##### Extrait du texte

Faust de Alexandre Sokourov // la faute à l’âme de faust

Cinéphiles d’Escapades,

Je viens de voir que Faust sort aujourd’hui enfin en France.

S’il n’y a qu’un film à voir en 2012, c’est bien celui-là! Revenir enfin aux fondamentaux de l’art cinématographique et démystifier le tropisme nord-américain culturel sur le contrôle et le pouvoir.

Si vous n’avez pas vu les trois films de la trilogie déclinant ce thème à travers Hitler (Moloch), Lénine (Taurus), Hiro Hito (Soleil) et conclue par ce Faust, je vous conseille particulièrement Soleil, l’esthétique qu’impose l’impérialité japonaise est éblouissante.

Bon, puisque vous aimez particulièrement jouer avec les mots, et même si dans le film très peu du texte original de Goethe est audible et/ou reconnaissable, ce célèbre passage où Faust va signer le pacte avec le diable s’entend, et comme il s’attache à la « faute » d’orthographe dans son âme, je vous souhaite une bonne séance (de cinéma) avec Goethe revisité par Sokurov à mettre aux côtés de Béla Tarr sur la pagode des maîtres :

« Da sind ja lauter Fehler. »
« Tje. Ach wirklich? »
« Meine Se… Seele mit zwei E. »
« Mit zwei E. Sehr schön. »
« Nach der natürlichen Trennung von meinem Leibe. Ja. So ist es richtig.
Ich habe keine Tinte mehr. »
« Ohh, was für ein Jammer. Wie wäre es mit Blut? Sie waren doch bereit, mit Blut zu schreiben. »

La traduction n’est jamais aisée mais là encore moins.

Quand on apporte à Faust le contrat à signer, il constate une faute dans le mot « âme » : « Seele » qui s’écrit avec deux e est visiblement écrit avec un seul e. Donc, en gros, traduction à la malik en gardant l’esprit plutôt que la lettre :

« Il y a là de grandes fautes. »
« Ah bon, vraiment? »
« Mon aâme avec un accent circonflexe. »
« Avec un accent circonflexe. Très bien. »
« …après la séparation naturelle d’avec mon corps. Oui. C’est juste ainsi.
Je n’ai plus d’encre. »
« Oh, c’est ballot. Et avec du sang? Vous étiez bien prêt à écrire avec du sang. »

Malik

 

FORMAT FAUST « Grau, teurer Freund, ist alle Theorie / Und grün des Lebens goldner Baum »

veronik

Hier, Catherine et moi : Faust d’Alexander Sokurov
Vraiment bien aimé.
Véronique

NB : malik, j’ai rêvé ou le format de Faust est différent, nous n’étions pas très bien assises, au premier rang, mais il me semble que l’image était presque carrée.

##########
##### Lignes fournies

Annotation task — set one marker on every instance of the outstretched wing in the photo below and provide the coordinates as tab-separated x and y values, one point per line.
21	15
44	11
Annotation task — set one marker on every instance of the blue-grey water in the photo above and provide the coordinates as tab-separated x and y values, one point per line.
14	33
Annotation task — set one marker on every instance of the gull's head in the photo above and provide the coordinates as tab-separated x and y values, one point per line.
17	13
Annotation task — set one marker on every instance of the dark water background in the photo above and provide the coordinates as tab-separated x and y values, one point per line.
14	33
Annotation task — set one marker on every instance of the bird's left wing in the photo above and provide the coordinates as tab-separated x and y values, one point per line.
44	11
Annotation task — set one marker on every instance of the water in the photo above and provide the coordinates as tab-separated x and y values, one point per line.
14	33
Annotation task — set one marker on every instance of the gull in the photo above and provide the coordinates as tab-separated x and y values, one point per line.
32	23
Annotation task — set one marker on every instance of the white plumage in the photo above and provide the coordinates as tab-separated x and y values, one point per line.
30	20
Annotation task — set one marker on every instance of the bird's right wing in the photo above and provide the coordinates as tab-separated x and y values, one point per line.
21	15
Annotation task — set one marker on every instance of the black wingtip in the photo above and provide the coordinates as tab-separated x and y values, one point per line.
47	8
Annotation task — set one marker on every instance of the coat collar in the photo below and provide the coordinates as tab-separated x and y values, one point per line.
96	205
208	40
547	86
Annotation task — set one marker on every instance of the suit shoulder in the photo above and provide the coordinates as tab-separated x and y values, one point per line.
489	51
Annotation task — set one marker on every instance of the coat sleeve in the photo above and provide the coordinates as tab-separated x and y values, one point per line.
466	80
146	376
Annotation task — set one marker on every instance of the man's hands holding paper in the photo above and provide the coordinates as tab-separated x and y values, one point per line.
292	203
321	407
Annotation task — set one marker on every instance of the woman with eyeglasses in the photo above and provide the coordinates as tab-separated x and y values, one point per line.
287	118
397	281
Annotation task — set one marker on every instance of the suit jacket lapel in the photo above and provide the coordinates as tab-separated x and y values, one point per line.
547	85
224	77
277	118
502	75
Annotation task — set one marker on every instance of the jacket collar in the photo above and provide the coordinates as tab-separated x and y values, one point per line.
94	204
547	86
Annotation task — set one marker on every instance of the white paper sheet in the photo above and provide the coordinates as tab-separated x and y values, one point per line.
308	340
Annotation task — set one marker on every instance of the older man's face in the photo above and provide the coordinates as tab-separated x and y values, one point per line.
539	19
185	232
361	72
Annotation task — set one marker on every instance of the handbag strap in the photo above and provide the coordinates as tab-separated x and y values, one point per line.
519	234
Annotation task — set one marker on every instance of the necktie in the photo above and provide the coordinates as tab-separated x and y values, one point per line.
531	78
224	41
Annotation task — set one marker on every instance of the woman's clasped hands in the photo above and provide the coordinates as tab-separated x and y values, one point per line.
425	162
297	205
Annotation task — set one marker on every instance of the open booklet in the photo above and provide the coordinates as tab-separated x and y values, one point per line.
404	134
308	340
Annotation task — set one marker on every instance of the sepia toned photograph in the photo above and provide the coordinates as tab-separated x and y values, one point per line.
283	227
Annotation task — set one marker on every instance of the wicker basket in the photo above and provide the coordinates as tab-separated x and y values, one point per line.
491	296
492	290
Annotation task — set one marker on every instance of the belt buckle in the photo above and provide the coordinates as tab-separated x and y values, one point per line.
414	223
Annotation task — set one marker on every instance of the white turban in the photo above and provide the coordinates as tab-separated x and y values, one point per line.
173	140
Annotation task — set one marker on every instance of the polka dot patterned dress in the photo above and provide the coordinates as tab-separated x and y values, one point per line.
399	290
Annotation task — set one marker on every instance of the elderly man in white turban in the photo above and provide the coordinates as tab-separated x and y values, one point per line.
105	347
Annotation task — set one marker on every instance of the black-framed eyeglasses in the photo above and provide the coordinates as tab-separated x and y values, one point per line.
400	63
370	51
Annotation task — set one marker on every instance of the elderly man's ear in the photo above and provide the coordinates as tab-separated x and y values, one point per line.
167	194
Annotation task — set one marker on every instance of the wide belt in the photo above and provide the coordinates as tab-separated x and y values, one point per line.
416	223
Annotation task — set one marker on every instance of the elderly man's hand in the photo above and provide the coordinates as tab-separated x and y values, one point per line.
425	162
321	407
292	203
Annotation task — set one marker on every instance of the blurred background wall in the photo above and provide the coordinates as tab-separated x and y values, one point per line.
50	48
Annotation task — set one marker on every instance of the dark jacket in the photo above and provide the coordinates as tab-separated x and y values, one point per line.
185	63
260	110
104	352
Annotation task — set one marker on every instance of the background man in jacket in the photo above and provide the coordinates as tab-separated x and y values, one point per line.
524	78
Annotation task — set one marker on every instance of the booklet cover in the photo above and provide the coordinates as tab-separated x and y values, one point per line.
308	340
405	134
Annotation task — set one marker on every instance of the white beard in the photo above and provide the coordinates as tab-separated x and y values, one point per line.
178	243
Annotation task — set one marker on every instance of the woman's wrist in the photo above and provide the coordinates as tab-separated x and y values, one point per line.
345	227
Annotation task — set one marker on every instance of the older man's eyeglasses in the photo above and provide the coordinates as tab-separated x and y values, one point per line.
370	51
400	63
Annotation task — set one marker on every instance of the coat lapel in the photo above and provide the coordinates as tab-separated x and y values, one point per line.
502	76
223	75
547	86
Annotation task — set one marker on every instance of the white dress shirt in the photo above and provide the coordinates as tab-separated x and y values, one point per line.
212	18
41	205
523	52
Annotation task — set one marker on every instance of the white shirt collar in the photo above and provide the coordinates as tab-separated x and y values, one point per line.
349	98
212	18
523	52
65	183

##########

Exercice proposé
D'après l'extrait sur le Faust de Sokourov, pourquoi Faust signale-t-il une faute dans le contrat qu'on lui apporte ? Répondez en une ou deux phrases.

Réponse attendue
Le mot « Seele », qui veut dire « âme » et s'écrit avec deux e, figure dans le contrat avec un seul e. Faust relève donc une faute d'orthographe dans ce mot.